#### LISTED RECORDS

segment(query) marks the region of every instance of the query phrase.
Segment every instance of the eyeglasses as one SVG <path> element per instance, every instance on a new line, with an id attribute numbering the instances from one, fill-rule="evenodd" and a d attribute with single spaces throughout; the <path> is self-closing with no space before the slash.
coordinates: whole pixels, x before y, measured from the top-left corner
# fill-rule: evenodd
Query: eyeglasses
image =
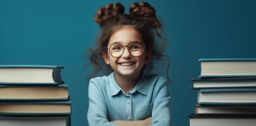
<path id="1" fill-rule="evenodd" d="M 119 57 L 124 54 L 125 47 L 128 47 L 128 52 L 131 55 L 139 57 L 143 53 L 144 45 L 139 42 L 134 42 L 125 46 L 118 43 L 113 43 L 108 46 L 106 48 L 108 49 L 108 52 L 111 55 L 114 57 Z"/>

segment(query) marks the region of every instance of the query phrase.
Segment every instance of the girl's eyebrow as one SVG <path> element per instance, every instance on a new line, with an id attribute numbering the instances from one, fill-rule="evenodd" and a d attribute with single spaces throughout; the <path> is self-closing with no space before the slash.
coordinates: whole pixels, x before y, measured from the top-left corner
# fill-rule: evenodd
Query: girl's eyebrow
<path id="1" fill-rule="evenodd" d="M 129 45 L 131 43 L 136 43 L 136 42 L 141 43 L 139 41 L 134 40 L 134 41 L 131 41 L 131 42 L 128 42 L 128 45 Z M 114 42 L 111 45 L 113 45 L 113 44 L 120 44 L 120 45 L 122 45 L 121 43 L 122 43 L 122 42 Z"/>

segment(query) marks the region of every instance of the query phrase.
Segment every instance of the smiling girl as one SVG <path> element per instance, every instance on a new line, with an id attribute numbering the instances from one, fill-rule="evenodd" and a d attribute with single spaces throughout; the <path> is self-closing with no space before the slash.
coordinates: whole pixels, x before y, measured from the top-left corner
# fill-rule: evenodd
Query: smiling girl
<path id="1" fill-rule="evenodd" d="M 89 125 L 171 125 L 169 81 L 149 72 L 163 57 L 154 40 L 154 30 L 162 38 L 155 10 L 143 2 L 124 12 L 122 4 L 108 4 L 94 16 L 102 34 L 91 57 L 93 76 L 102 69 L 101 62 L 108 74 L 89 81 Z"/>

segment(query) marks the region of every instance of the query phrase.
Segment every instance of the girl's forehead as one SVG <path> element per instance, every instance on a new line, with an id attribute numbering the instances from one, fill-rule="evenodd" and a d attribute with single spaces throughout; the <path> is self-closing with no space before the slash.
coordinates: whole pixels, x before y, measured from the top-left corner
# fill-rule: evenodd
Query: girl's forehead
<path id="1" fill-rule="evenodd" d="M 113 33 L 108 45 L 115 43 L 125 45 L 134 42 L 143 43 L 141 33 L 131 26 L 124 26 Z"/>

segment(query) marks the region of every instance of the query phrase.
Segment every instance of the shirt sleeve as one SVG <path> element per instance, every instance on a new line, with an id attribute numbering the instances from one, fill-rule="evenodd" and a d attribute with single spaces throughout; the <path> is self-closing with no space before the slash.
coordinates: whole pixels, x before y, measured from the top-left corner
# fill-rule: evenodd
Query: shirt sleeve
<path id="1" fill-rule="evenodd" d="M 91 79 L 88 87 L 89 106 L 87 114 L 89 125 L 116 126 L 107 119 L 107 108 L 103 100 L 104 96 L 100 91 L 99 86 Z"/>
<path id="2" fill-rule="evenodd" d="M 168 81 L 160 77 L 154 89 L 155 98 L 152 110 L 152 126 L 170 126 L 171 115 L 170 108 L 170 96 L 169 93 Z"/>

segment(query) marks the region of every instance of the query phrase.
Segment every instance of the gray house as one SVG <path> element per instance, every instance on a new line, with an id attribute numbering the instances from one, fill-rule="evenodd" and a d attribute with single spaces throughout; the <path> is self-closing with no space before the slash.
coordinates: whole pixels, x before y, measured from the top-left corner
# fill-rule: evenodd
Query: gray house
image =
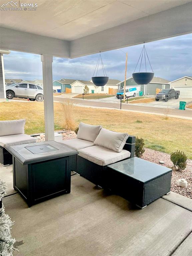
<path id="1" fill-rule="evenodd" d="M 121 89 L 123 88 L 124 80 L 120 83 Z M 135 82 L 133 77 L 129 77 L 126 79 L 126 86 L 128 87 L 136 87 L 137 93 L 142 91 L 143 95 L 153 95 L 156 94 L 156 89 L 167 89 L 170 88 L 170 81 L 161 77 L 154 77 L 151 82 L 147 84 L 138 85 Z"/>

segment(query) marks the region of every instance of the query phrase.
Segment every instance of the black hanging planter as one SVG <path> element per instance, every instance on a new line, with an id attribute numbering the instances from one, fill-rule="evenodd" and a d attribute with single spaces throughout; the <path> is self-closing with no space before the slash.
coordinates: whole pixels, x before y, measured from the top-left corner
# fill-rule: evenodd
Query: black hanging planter
<path id="1" fill-rule="evenodd" d="M 101 52 L 100 52 L 101 53 Z M 97 76 L 100 59 L 101 59 L 101 65 L 102 65 L 102 67 L 103 68 L 103 71 L 104 76 Z M 96 69 L 97 72 L 96 73 L 96 76 L 94 76 L 94 75 L 95 74 L 95 73 Z M 102 59 L 101 58 L 100 53 L 99 54 L 99 59 L 97 61 L 97 65 L 96 65 L 96 67 L 95 67 L 95 71 L 94 71 L 93 76 L 91 78 L 92 79 L 92 82 L 96 86 L 104 86 L 107 84 L 108 82 L 108 80 L 109 80 L 109 77 L 107 76 L 107 74 L 106 74 L 105 70 L 105 68 L 104 67 L 104 65 L 103 65 Z"/>
<path id="2" fill-rule="evenodd" d="M 141 63 L 142 62 L 142 60 L 143 59 L 143 53 L 144 53 L 144 56 L 145 57 L 145 70 L 146 72 L 140 72 L 140 70 L 141 70 Z M 147 56 L 147 57 L 148 60 L 149 61 L 149 64 L 150 64 L 150 66 L 151 67 L 151 70 L 152 70 L 152 72 L 147 72 L 147 66 L 146 66 L 146 59 L 145 54 L 146 54 L 146 55 Z M 138 65 L 138 63 L 139 63 L 139 60 L 140 60 L 141 56 L 141 63 L 140 63 L 140 67 L 139 68 L 139 71 L 138 73 L 135 73 L 135 70 L 137 68 L 137 65 Z M 153 77 L 154 76 L 154 72 L 153 72 L 153 69 L 152 69 L 152 67 L 151 67 L 151 63 L 150 63 L 150 61 L 149 61 L 149 59 L 148 55 L 147 55 L 147 52 L 145 49 L 145 43 L 144 43 L 144 44 L 143 45 L 143 49 L 142 50 L 142 51 L 141 51 L 141 53 L 140 54 L 140 56 L 139 58 L 138 61 L 137 62 L 137 65 L 136 66 L 136 67 L 135 69 L 135 70 L 134 70 L 134 72 L 132 74 L 132 75 L 133 76 L 133 80 L 134 80 L 135 83 L 137 84 L 148 84 L 149 83 L 150 83 L 151 82 L 151 81 L 152 80 L 152 79 L 153 78 Z"/>
<path id="3" fill-rule="evenodd" d="M 91 78 L 92 82 L 96 86 L 104 86 L 109 80 L 108 76 L 93 76 Z"/>
<path id="4" fill-rule="evenodd" d="M 153 78 L 154 73 L 141 72 L 133 73 L 132 75 L 134 81 L 137 84 L 147 84 Z"/>

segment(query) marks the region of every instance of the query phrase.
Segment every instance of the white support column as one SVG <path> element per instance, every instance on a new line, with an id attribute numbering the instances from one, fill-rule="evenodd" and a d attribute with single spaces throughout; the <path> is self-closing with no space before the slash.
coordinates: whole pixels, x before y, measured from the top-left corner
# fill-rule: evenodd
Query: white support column
<path id="1" fill-rule="evenodd" d="M 53 93 L 53 56 L 41 55 L 43 66 L 45 140 L 54 140 L 54 113 Z"/>
<path id="2" fill-rule="evenodd" d="M 9 51 L 0 49 L 0 99 L 4 99 L 4 100 L 6 99 L 6 92 L 3 55 L 10 53 Z"/>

########

*WHAT IS NEEDED*. Transcribe all of the records above character for character. Exclude the pictures.

*RESULT OF THIS EXERCISE*.
segment(query) marks the region of every instance of the query phrase.
Segment every instance of the eyeglasses as one SVG <path> element per instance, every instance on a new line, with an id attribute numbering the instances from one, fill-rule="evenodd" and a d attribute with single spaces throughout; the <path> is self-closing with no space before the slash.
coordinates: whole pixels, x before y, measured from the top-left corner
# fill-rule: evenodd
Query: eyeglasses
image =
<path id="1" fill-rule="evenodd" d="M 119 57 L 124 54 L 125 47 L 128 47 L 128 52 L 131 55 L 139 57 L 143 53 L 144 45 L 139 42 L 134 42 L 125 46 L 118 43 L 113 43 L 108 46 L 106 48 L 108 49 L 108 52 L 111 55 L 114 57 Z"/>

segment(query) marks the region of every instance of the query phrase.
Segment every instance of the girl's eyebrow as one SVG <path> element per instance, every instance on a new line, with an id attribute numbering the instances from one, fill-rule="evenodd" and a d attribute with single spaces throughout; the <path> is self-closing with no space before the slash.
coordinates: whole pixels, x before y, measured from the top-left corner
# fill-rule: evenodd
Query: girl's eyebrow
<path id="1" fill-rule="evenodd" d="M 129 45 L 131 43 L 136 43 L 136 42 L 141 43 L 139 41 L 134 40 L 134 41 L 131 41 L 131 42 L 128 42 L 128 45 Z M 114 42 L 111 45 L 113 45 L 113 44 L 120 44 L 120 45 L 122 45 L 121 43 L 122 43 L 122 42 Z"/>

segment(query) marks the region of every instance of the query phrase.
Segment every instance of the smiling girl as one SVG <path> element per instance, every instance on a new line, with an id attribute numbering the instances from one, fill-rule="evenodd" and a d attribute with single spaces throughout; the <path> is self-closing with no space before the slash.
coordinates: whole pixels, x before y, measured from the top-left corner
# fill-rule: evenodd
Query: smiling girl
<path id="1" fill-rule="evenodd" d="M 89 125 L 171 125 L 169 81 L 149 72 L 163 57 L 154 40 L 154 30 L 162 38 L 155 10 L 143 2 L 124 12 L 122 4 L 108 4 L 94 16 L 102 34 L 91 57 L 93 76 L 102 69 L 101 62 L 108 74 L 89 81 Z"/>

segment(query) marks the region of every instance of the query phrase.
Segment every instance of the girl's forehead as one SVG <path> element per instance, every instance on a new line, with an id attribute numbering the instances from one, fill-rule="evenodd" and a d attribute with single spaces throughout; the <path> is self-closing with no space before the slash.
coordinates: whole pixels, x before y, measured from the top-left corner
# fill-rule: evenodd
Query: girl's forehead
<path id="1" fill-rule="evenodd" d="M 113 33 L 108 45 L 115 43 L 125 45 L 134 42 L 143 43 L 141 33 L 131 26 L 124 26 Z"/>

segment(query) marks the region of every instance of the query phrase.
Segment every instance of the shirt sleeve as one SVG <path> element per instance, every instance on a new line, with an id attribute numbering the instances from one, fill-rule="evenodd" and a d attribute with single spaces throughout; the <path> is self-closing with no space before the slash.
coordinates: whole pixels, x before y, measured from the top-left corner
# fill-rule: evenodd
Query: shirt sleeve
<path id="1" fill-rule="evenodd" d="M 91 79 L 88 87 L 89 106 L 87 114 L 89 125 L 116 126 L 107 119 L 107 108 L 103 100 L 104 96 L 100 91 L 99 86 Z"/>
<path id="2" fill-rule="evenodd" d="M 168 81 L 160 77 L 154 89 L 155 98 L 152 110 L 152 126 L 170 126 L 171 115 L 170 108 L 170 96 L 169 93 Z"/>

segment(query) marks the region of every instance of the query phrase.
Segment every instance of the gray house as one SVG <path> element per instance, every instance on a new line, with an id attribute numbering the instances from one, fill-rule="evenodd" and a d attribute with single spaces throughout; the <path> is self-closing with no space before the slash.
coordinates: whole pixels, x before y, measured from the top-left corner
# fill-rule: evenodd
Query: gray house
image =
<path id="1" fill-rule="evenodd" d="M 121 89 L 123 88 L 124 80 L 120 83 Z M 135 82 L 133 77 L 129 77 L 126 79 L 126 86 L 128 87 L 136 87 L 137 93 L 142 91 L 143 95 L 153 95 L 156 94 L 156 89 L 167 89 L 170 88 L 170 81 L 161 77 L 154 77 L 151 82 L 147 84 L 138 85 Z"/>

segment(query) marks the region of every instance of the query phrase.
Segment every instance of the black hanging planter as one SVG <path> element per instance, every instance on a new line, with an id attribute numbering the instances from one, fill-rule="evenodd" and a d attribute with single spaces throughout; the <path> is self-closing with no space before the slash.
coordinates: whole pixels, x before y, measured from the top-left corner
# fill-rule: evenodd
Query: black hanging planter
<path id="1" fill-rule="evenodd" d="M 101 52 L 100 52 L 101 53 Z M 97 76 L 100 59 L 101 59 L 101 65 L 102 65 L 102 67 L 103 68 L 103 71 L 104 76 Z M 96 69 L 97 72 L 96 73 L 96 76 L 94 76 L 94 75 L 95 74 L 95 73 Z M 102 59 L 101 58 L 100 53 L 99 54 L 99 59 L 97 61 L 97 65 L 96 65 L 96 67 L 95 67 L 95 71 L 94 71 L 93 76 L 91 78 L 92 79 L 92 82 L 96 86 L 104 86 L 107 84 L 108 82 L 108 80 L 109 80 L 109 77 L 107 76 L 107 74 L 106 74 L 105 70 L 105 68 L 104 67 L 104 65 L 103 65 Z"/>
<path id="2" fill-rule="evenodd" d="M 141 63 L 142 62 L 142 60 L 143 59 L 143 53 L 144 53 L 144 56 L 145 57 L 145 70 L 146 72 L 140 72 L 140 70 L 141 70 Z M 147 56 L 147 57 L 148 60 L 149 61 L 149 64 L 150 64 L 150 66 L 151 67 L 151 70 L 152 70 L 152 72 L 147 72 L 147 66 L 146 66 L 146 59 L 145 54 L 146 54 L 146 55 Z M 138 65 L 138 63 L 139 63 L 139 60 L 140 60 L 141 56 L 141 63 L 140 63 L 140 67 L 139 68 L 139 71 L 138 73 L 135 73 L 135 70 L 137 68 L 137 65 Z M 153 77 L 154 76 L 154 72 L 153 72 L 153 69 L 152 69 L 152 67 L 151 67 L 151 63 L 150 63 L 150 61 L 149 61 L 149 59 L 148 55 L 147 55 L 147 52 L 145 49 L 145 43 L 144 43 L 144 44 L 143 45 L 143 49 L 142 50 L 142 51 L 141 51 L 141 53 L 140 54 L 140 56 L 139 58 L 138 61 L 137 62 L 137 65 L 136 66 L 136 67 L 135 69 L 135 70 L 134 70 L 134 72 L 132 74 L 132 75 L 133 76 L 133 80 L 134 80 L 135 83 L 137 84 L 148 84 L 149 83 L 150 83 L 151 82 L 151 81 L 152 80 L 152 79 L 153 78 Z"/>
<path id="3" fill-rule="evenodd" d="M 91 78 L 92 82 L 96 86 L 104 86 L 109 80 L 108 76 L 93 76 Z"/>
<path id="4" fill-rule="evenodd" d="M 153 78 L 154 73 L 141 72 L 133 73 L 132 75 L 134 81 L 137 84 L 147 84 Z"/>

segment(query) marks the region of every instance of the query phrase.
Segment every instance of the white support column as one SVG <path> element per instance, every instance on a new line, with an id attribute numbering the instances from one, fill-rule="evenodd" and a d attribute with single spaces throughout; the <path> is self-closing with no space before the slash.
coordinates: whole pixels, x before y, measured from the top-left corner
# fill-rule: evenodd
Query: white support column
<path id="1" fill-rule="evenodd" d="M 53 93 L 53 56 L 41 55 L 43 66 L 45 140 L 54 140 L 54 113 Z"/>
<path id="2" fill-rule="evenodd" d="M 9 51 L 0 49 L 0 99 L 4 99 L 4 100 L 6 99 L 6 92 L 3 55 L 10 53 Z"/>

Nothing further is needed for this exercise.